● WHAT YOU NEED TO DO
(a) In the bug report below, list the column names that the logged SELECT query retrieves.
(b) Reproduce word for word the part of the bug report below from "Finally, can we" to "into this state.".

● TEXT BLOCK

------------------------------------------------

Bug #1512
SQLite journal/concurrency issues: SqliteStorage::getBufferInfo(): received more then one Buffer!
0%
Description
Every few days, my core crashes with an error like:
2019-01-30 11:19:09 [Error] SqliteStorage::getBufferInfo(): received more then one Buffer! 2019-01-30 11:19:09 [Error] Query: "SELECT bufferid, buffertype, groupid\nFROM buffer\nWHERE buffer.networkid = :networkid AND buffer.user id = :userid AND buffer.buffercname = :buffercname" 2019-01-30 11:19:09 [Error] bound Values: 2019-01-30 11:19:09 [Error] 0 : cynede_afk 2019-01-30 11:19:09 [Error] 1 : 1 2019-01-30 11:19:09 [Error] 2 : 1 2019-01-30 11:19:09 [FATAL] ASSERT: "false" in file /home/mgorny/git/quassel/src/core/sqlitestorage.cpp, line 1176
I have no clue why this would happen. Is it possible that the database was corrupted as a result of earlier crashes?
Can we have some nicer behavior here? Is there a nice way to fix the database by hand?
Finally, can we enforce this via database constraints?
History
#1 Updated by digitalcircuit almost 6 years ago
- Subject changed from [Error] SqliteStorage::getBufferInfo(): received more then one Buffer! to SQLite journal/concurrency issues: SqliteStorage::getBufferInfo(): received more then one Buffer!
- Category set to Quassel Core
Details¶
I agree that this should be enforced by database constraints, that Quassel should handle this more gracefully, and I'm not sure how Quassel would get into this state.
My guess is Quassel crashed in the middle of a write before it completed, or Quassel's current locking mechanism in SQLite allowed concurrent writes. Based on the bound values, it seems like a private message buffer was renamed (either due to /nick
changes, or manual action). To fix this and other issues, Quassel likely needs to adopt SQLite's WAL mode , which had performance issues with older SQLite versions (e.g. as in Ubuntu 14.04). With 0.14/master
increasing build requirements, this is something we can finally try to tackle.
Crashes once this inconsistency exists are likely merely periodic as it'd only occur when Quassel tries to get this buffer information, which may be when a particular user logs in, etc.

------------------------------------------------

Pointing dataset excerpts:
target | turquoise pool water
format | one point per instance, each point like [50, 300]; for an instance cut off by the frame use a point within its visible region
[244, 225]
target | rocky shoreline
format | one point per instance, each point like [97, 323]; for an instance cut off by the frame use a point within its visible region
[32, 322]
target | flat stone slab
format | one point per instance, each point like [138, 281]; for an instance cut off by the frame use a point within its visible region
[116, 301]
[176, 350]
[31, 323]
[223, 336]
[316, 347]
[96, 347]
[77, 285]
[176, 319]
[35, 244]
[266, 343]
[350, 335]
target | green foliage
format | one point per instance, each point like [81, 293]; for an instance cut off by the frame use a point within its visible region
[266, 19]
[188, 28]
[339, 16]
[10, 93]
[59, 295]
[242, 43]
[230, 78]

------------------------------------------------

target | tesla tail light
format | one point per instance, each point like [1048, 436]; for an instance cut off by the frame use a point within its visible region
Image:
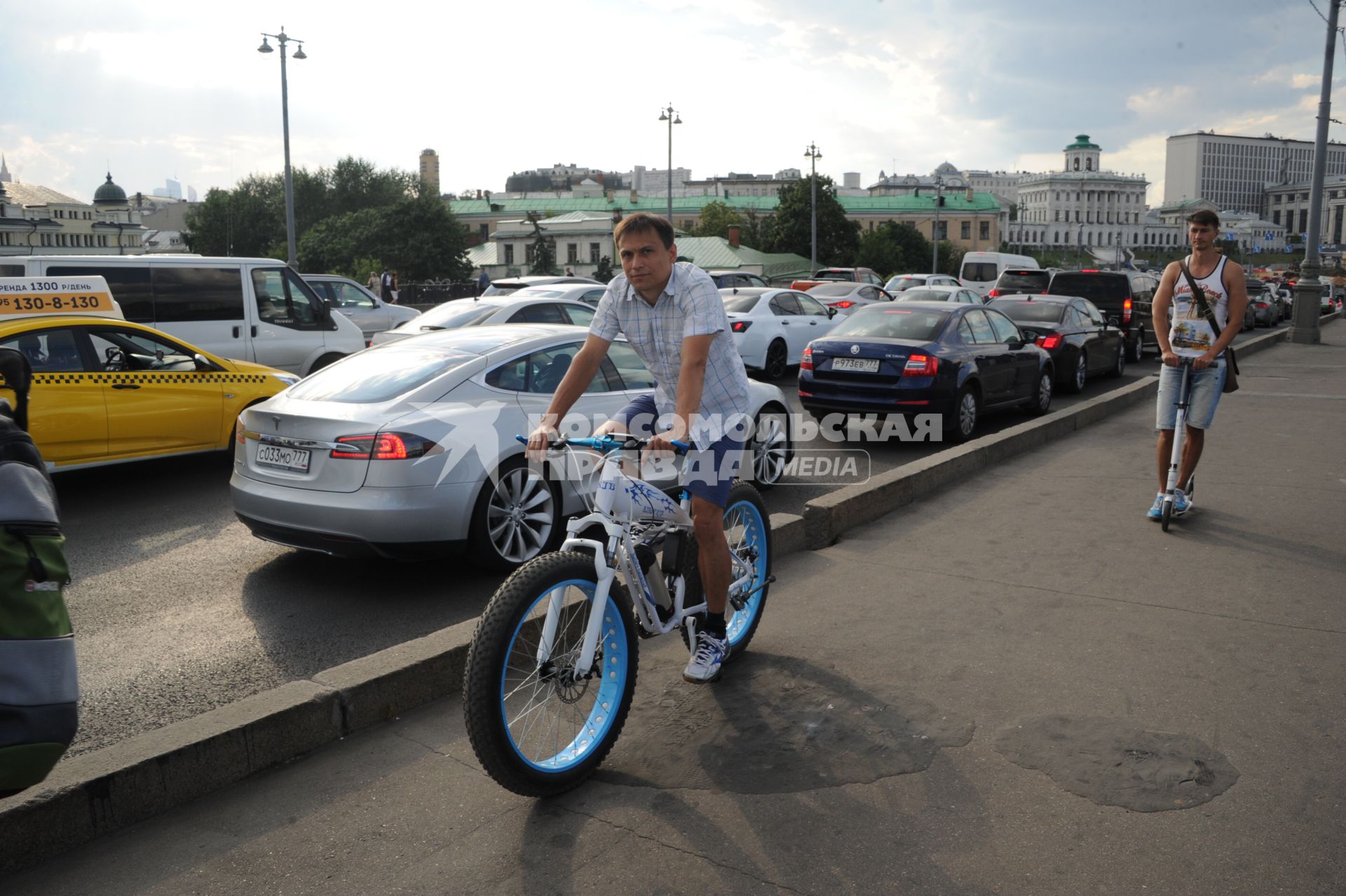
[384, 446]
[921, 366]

------------------------------------------------

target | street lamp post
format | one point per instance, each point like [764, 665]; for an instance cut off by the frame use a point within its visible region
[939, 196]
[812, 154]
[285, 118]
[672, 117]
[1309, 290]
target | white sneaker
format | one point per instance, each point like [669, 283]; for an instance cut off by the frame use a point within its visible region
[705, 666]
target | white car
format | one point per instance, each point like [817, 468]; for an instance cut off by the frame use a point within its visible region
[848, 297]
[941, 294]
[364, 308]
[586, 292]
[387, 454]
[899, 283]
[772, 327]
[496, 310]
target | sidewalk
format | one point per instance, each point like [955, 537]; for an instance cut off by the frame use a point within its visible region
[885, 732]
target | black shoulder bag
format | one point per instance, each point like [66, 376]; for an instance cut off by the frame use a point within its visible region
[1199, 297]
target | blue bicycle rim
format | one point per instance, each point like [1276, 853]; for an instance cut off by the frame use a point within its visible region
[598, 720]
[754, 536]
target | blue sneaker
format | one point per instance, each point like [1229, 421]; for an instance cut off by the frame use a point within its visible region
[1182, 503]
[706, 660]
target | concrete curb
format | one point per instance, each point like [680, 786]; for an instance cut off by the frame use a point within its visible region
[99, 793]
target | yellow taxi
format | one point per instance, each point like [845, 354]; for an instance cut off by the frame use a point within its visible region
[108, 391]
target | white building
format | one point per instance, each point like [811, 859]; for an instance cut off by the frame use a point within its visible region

------------------------------------------------

● TASK RESPONSES
(a) bufferid, buffertype, groupid

(b)
Finally, can we enforce this via database constraints?
History
#1 Updated by digitalcircuit almost 6 years ago
- Subject changed from [Error] SqliteStorage::getBufferInfo(): received more then one Buffer! to SQLite journal/concurrency issues: SqliteStorage::getBufferInfo(): received more then one Buffer!
- Category set to Quassel Core
Details¶
I agree that this should be enforced by database constraints, that Quassel should handle this more gracefully, and I'm not sure how Quassel would get into this state.